DIRECTIONS FOR THIS TASK —
Give the data again in full, with every character unchanged.

*** INFORMATION PROVIDED Section Begins ***

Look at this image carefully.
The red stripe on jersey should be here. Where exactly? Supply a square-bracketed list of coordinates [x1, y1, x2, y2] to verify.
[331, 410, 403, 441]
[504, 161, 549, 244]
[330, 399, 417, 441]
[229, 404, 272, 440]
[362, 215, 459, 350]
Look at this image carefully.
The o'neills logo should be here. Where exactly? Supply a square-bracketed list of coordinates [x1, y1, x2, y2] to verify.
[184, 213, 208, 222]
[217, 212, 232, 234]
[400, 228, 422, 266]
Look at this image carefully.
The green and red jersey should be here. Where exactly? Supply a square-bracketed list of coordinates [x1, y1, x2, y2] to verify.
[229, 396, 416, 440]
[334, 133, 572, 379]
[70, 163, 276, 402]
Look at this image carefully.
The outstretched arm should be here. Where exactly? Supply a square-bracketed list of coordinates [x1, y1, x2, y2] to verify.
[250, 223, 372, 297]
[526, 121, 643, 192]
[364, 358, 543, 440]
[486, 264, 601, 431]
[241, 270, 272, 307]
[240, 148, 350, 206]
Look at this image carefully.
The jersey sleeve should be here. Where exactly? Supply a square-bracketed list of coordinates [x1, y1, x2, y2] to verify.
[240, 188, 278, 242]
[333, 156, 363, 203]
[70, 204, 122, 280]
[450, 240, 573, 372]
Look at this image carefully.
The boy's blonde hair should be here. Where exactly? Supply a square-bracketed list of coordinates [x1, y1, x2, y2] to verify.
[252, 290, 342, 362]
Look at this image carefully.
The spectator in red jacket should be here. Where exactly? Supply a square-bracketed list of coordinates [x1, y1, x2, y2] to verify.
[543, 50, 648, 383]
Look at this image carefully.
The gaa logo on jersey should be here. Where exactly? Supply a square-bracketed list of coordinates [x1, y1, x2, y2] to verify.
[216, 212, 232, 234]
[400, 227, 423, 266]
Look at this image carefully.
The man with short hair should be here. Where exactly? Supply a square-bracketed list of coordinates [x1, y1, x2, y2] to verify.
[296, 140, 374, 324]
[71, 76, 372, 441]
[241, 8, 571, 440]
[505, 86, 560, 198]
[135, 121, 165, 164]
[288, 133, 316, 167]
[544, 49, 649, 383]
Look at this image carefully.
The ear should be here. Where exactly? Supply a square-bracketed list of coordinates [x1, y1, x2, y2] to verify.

*** INFORMATION PROVIDED Section Ends ***

FINISHED EXERCISE —
Look at this image carefully.
The red stripe on jersey should be here. Where exactly? Supply a square-bracketed list of coordinates [x1, y1, x2, y2] to verify.
[331, 410, 403, 441]
[504, 161, 549, 244]
[330, 399, 417, 441]
[229, 404, 272, 440]
[362, 215, 459, 350]
Look at this image carefully.
The o'neills logo should be here. Where exactly? Supply a square-bracketed list of coordinates [x1, y1, x2, y2] to verify.
[184, 213, 208, 222]
[217, 212, 232, 234]
[400, 228, 422, 266]
Look at this image carefully.
The green and red jersey should be here. Where exactly? Supply a square-bracketed list of coordinates [x1, y1, x2, y2] to verify.
[229, 396, 416, 440]
[334, 133, 572, 379]
[70, 163, 276, 402]
Look at this image carefully.
The outstretched arm should be here. Where exactly? Supply a square-bracketed list of coordinates [x1, y1, x2, y2] to verify.
[250, 223, 372, 297]
[526, 121, 643, 192]
[364, 358, 543, 440]
[486, 264, 601, 431]
[241, 270, 272, 307]
[240, 148, 350, 206]
Look at this image carefully.
The jersey sleeve should be here. Where exactly? Supply a square-bracketed list of coordinates [x1, y1, x2, y2] to verify.
[240, 188, 278, 242]
[333, 156, 363, 203]
[70, 204, 122, 280]
[450, 240, 573, 372]
Look at this image carefully.
The boy's blonde hair should be here. Where exactly? Supply a square-bracketed list of coordinates [x1, y1, x2, y2] to verify.
[252, 290, 342, 362]
Look at this image carefully.
The spectator in red jacket should be here. Where exactly? Supply a square-bracketed list of coordinates [x1, y1, x2, y2] to verify.
[543, 50, 648, 383]
Look at this image carefully.
The gaa logo on jersey should be here. Where exactly? Supply a square-bracketed list of coordinates [x1, y1, x2, y2] to verify.
[216, 212, 232, 234]
[400, 227, 423, 266]
Look at this image carefully.
The man with short hair should be here. Where exactly? Supply a square-bracketed list of coordinates [x1, y1, x2, y2] to verify.
[296, 140, 374, 324]
[71, 76, 372, 441]
[241, 8, 571, 440]
[505, 86, 560, 198]
[135, 121, 165, 164]
[288, 133, 316, 167]
[544, 49, 649, 383]
Look at this image carefully.
The ear should be here. Where exactly? Supply a square-bracketed list of coordinates [x1, y1, x2, y2] to verify.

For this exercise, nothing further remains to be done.